TEXT SEGMENT »
BEGIN

Regardless of relentless Israeli strikes, she needed the same thing: a place on the ground floor and a reliable power source, like solar panels. But just as she settled, Israeli orders would come, expelling people to the south.
So we went to my grandfather’s house in Deir el-Balah, central Gaza. We teased my father that he had made a “strategic” decision marrying someone from the south – otherwise, our displacement would’ve been even harder.
But the bombs followed us. An expulsion order was issued for a house next to my uncle’s and we ran, carrying the oxygen tank and propping my mother up.
The crises came one after another: contaminated water that hurt her kidneys, a shortage of gas to cook for her, medicines running out, then we ran out of electricity for her oxygen pump.
She would struggle through nights when the electricity was out, trying to breathe until the sun rose and the solar panels could work.
The oxygen tank became my brother’s and my daily companion – we took it to Al-Aqsa Hospital to refill until the hospital announced it had no fuel and could no longer operate its oxygen stations.

END

WORK INSTRUCTION 1 »
Answer these questions about the account of the mother's illness in Gaza:
(a) To whose house did the family go in Deir el-Balah?
(b) On nights without electricity, until when did the mother struggle to breathe?
(c) What did Al-Aqsa Hospital announce that stopped its oxygen stations?
WORK INSTRUCTION 2 »
Extend the account of the mother's illness in Gaza, starting after its last sentence.

[Collected data]

BEGIN

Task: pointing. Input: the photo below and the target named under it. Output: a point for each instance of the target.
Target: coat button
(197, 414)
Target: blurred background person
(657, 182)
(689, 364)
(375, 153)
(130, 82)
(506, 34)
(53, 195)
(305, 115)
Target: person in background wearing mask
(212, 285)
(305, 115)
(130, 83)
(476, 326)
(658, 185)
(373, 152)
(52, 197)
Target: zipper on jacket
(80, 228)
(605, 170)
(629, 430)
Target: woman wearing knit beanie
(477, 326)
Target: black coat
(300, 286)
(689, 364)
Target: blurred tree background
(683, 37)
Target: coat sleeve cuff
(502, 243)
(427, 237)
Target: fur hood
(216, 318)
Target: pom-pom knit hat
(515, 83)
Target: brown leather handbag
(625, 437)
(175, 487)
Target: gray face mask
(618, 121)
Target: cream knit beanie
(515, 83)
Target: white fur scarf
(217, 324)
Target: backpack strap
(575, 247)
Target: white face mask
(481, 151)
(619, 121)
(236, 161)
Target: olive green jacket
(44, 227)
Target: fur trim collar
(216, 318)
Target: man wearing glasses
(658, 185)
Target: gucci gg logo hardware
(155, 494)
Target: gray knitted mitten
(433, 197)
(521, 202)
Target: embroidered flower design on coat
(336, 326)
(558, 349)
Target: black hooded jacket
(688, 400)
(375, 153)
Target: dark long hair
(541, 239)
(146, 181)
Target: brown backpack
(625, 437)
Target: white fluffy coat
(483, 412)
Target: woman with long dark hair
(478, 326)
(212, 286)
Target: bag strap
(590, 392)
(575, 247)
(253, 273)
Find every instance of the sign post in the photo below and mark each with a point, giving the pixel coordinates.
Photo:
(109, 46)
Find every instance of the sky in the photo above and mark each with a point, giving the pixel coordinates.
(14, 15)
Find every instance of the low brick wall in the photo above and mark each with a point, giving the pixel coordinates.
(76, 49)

END

YOUR RESPONSE 1 »
(a) The grandfather's house
(b) Until the sun rose and the solar panels could work
(c) That it had no fuel

YOUR RESPONSE 2 »
The only solution was for Mama to leave Gaza through the patient travel lists – any way possible.

We did everything to get her name on the list, with my sister Mayar as her companion, and miraculously, it worked and she left on December 6, 2023 – in an ambulance with a permit to cross the border.
I said goodbye to my mother, and that was the last time I saw her. I cried that day, as the ambulance drove away, worrying it might be the last time.
We didn’t realise that illness wasn’t her greatest enemy – it was the fear and psychological torment caused by the war.
In every call after she reached Egypt, her face and voice were pale and shaky, the result of countless failed attempts to reach us due to network outages that lasted days.
We tried to tell her not to worry, that we were alive.
But asking a mother to ignore her overwhelming fear for her children and grandchildren living through genocide is impossible. She spent her days glued to the news, grilling my sister for news, especially about Deir el-Balah.
For her, I would sneak up to the hospital’s roof to get some network on my eSIM, hide behind water barrels near the dangerous eastern border, and message my sister: “We’re OK. Tell Mama we’re OK.”
And her voice would come back like a lifeline to a drowning soul, thanking God and begging us to be careful.
She would tell me not to go to the hospital, not to put myself in danger.
We walked long distances to connect to the internet near a hill by the sea, moving left and right to catch a signal just to send the same message: “We’re OK, Mama. Don’t worry.”
We’d send her pictures, and when the signal was strong enough, we did voice calls.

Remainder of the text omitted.